Start DATA SHOWN

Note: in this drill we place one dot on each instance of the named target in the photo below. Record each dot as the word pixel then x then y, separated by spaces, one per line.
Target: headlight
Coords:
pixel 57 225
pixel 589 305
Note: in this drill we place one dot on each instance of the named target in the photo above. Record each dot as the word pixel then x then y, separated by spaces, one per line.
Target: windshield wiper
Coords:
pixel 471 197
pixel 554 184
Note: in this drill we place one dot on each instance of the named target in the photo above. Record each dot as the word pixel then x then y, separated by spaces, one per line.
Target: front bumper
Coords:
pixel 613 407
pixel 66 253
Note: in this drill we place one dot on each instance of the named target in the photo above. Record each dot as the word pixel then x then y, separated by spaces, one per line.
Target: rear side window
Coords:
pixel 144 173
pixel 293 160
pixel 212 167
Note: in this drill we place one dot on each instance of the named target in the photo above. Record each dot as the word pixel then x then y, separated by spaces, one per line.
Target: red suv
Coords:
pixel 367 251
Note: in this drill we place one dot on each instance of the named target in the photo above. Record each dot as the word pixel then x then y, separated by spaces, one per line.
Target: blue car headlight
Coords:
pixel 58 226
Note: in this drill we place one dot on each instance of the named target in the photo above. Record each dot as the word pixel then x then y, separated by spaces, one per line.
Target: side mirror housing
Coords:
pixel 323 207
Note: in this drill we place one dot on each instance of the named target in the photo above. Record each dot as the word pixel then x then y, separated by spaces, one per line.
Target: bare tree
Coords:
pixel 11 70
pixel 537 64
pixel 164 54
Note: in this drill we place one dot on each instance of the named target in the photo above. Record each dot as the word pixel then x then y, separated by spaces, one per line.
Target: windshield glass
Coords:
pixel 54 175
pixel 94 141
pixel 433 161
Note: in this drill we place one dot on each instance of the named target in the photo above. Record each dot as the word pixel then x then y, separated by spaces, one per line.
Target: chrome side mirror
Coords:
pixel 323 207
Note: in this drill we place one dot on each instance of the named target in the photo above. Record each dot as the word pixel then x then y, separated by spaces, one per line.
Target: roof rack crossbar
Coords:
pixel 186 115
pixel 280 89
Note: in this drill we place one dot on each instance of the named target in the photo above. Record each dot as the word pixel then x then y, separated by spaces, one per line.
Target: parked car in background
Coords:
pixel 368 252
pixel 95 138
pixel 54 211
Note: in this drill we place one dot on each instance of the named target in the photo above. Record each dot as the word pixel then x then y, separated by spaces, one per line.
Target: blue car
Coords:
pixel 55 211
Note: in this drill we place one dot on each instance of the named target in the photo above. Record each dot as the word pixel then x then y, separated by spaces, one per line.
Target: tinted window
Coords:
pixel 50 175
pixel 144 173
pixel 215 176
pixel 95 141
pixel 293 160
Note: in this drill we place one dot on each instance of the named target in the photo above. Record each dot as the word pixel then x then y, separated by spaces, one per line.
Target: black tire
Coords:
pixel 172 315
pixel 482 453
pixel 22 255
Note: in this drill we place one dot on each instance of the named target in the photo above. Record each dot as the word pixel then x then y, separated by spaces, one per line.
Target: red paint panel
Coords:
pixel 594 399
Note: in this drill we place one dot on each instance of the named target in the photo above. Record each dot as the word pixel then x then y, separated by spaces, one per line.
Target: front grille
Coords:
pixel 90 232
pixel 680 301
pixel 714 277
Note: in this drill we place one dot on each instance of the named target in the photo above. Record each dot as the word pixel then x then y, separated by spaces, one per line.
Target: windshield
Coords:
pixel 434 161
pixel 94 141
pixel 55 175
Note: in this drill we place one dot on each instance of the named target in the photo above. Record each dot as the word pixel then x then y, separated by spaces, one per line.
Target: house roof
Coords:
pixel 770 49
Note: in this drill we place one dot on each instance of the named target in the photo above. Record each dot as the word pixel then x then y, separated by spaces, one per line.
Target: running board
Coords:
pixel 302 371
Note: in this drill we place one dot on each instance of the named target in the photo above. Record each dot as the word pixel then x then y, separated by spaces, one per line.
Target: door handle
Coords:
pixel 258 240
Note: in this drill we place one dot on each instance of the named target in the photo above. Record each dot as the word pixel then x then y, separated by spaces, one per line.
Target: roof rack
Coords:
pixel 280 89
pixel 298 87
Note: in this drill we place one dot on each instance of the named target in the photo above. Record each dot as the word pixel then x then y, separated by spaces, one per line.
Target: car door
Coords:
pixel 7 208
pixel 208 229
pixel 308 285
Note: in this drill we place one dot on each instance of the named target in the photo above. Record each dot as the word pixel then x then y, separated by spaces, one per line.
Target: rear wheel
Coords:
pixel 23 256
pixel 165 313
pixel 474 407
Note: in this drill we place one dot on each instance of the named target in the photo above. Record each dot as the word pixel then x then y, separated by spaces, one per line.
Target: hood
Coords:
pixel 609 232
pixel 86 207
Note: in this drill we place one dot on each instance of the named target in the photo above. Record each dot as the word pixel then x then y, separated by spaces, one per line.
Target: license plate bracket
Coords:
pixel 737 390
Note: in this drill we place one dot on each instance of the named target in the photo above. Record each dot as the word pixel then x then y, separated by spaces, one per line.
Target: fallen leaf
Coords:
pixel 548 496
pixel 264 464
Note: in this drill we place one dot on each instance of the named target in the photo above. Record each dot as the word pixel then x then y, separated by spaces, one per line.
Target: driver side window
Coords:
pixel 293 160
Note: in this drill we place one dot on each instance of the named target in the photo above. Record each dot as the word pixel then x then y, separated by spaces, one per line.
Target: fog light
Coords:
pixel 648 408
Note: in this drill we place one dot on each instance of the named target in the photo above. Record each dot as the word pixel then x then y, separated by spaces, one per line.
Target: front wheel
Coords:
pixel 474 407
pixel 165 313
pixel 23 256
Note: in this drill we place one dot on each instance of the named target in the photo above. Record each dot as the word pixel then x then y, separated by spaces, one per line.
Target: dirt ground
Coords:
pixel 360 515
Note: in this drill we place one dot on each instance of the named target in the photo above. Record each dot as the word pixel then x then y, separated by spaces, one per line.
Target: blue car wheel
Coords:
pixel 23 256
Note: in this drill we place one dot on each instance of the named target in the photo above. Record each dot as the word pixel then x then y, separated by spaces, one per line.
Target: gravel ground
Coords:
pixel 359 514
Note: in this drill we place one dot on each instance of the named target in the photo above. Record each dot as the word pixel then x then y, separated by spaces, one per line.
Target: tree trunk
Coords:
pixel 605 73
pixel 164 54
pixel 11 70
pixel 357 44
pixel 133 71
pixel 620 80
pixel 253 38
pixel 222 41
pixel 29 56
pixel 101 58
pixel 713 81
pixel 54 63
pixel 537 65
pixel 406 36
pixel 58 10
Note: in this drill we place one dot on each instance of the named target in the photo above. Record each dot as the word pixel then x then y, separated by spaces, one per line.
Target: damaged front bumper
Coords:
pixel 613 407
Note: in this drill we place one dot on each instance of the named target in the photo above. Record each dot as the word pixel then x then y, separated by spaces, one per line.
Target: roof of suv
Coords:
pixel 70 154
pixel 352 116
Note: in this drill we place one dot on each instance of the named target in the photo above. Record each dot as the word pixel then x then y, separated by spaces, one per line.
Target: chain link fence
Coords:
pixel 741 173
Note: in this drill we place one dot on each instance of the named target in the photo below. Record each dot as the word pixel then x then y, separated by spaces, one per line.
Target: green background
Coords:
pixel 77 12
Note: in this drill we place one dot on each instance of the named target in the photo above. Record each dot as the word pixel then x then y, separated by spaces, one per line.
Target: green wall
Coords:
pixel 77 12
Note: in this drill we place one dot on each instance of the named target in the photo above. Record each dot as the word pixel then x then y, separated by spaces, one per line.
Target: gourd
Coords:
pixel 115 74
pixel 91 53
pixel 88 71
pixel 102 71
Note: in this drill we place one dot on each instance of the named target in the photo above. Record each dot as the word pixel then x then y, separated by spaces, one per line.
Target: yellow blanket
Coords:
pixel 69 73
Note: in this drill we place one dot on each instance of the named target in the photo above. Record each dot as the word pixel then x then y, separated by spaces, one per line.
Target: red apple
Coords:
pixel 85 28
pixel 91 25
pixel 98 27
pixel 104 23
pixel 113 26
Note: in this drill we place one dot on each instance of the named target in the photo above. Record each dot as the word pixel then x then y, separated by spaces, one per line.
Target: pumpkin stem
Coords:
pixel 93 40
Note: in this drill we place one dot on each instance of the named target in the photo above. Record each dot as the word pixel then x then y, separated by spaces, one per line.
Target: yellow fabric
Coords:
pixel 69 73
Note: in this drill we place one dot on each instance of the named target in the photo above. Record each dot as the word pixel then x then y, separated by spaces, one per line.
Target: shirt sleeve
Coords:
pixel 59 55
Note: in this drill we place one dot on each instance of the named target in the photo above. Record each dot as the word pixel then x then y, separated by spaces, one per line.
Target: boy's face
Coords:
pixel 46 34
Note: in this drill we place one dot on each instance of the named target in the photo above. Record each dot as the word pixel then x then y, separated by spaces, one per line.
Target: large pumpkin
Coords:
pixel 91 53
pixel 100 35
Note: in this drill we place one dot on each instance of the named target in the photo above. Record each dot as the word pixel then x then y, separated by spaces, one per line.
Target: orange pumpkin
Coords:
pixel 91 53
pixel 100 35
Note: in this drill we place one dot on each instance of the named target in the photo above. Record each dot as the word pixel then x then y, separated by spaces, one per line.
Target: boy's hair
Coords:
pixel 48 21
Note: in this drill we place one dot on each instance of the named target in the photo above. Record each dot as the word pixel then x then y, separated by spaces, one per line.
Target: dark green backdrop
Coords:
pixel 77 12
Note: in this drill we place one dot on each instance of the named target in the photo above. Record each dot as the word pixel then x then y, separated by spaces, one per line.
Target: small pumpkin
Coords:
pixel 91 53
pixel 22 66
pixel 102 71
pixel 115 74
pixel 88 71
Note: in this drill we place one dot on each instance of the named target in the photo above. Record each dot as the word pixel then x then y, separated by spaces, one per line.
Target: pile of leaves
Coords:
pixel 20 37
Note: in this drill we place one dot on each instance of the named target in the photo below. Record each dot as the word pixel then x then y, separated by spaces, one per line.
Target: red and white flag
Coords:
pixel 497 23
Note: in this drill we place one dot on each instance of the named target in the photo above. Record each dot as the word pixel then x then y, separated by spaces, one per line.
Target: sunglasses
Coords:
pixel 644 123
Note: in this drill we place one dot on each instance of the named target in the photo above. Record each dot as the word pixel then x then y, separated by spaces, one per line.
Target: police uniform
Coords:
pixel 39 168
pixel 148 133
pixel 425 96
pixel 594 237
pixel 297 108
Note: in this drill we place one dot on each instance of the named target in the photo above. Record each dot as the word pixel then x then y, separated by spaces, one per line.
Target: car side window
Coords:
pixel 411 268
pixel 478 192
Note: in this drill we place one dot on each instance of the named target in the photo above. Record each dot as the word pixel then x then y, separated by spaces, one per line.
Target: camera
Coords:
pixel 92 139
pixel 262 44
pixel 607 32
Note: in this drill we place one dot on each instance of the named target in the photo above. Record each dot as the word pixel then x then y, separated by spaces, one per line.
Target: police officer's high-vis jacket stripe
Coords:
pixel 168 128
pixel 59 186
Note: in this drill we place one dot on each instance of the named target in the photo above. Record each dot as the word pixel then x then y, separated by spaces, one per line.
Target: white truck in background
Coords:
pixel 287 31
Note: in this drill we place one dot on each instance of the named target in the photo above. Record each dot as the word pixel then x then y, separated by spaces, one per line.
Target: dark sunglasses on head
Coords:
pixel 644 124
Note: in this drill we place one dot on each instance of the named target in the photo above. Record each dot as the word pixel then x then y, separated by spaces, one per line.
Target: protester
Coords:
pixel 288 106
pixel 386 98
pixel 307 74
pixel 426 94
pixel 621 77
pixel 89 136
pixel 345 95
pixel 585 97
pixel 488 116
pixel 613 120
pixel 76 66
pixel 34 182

End DATA SHOWN

__THE TASK__: From the data above, copy out every line that contains the word "window".

__THE OUTPUT__:
Target: rear side window
Target: tinted window
Target: driver side window
Target: car side window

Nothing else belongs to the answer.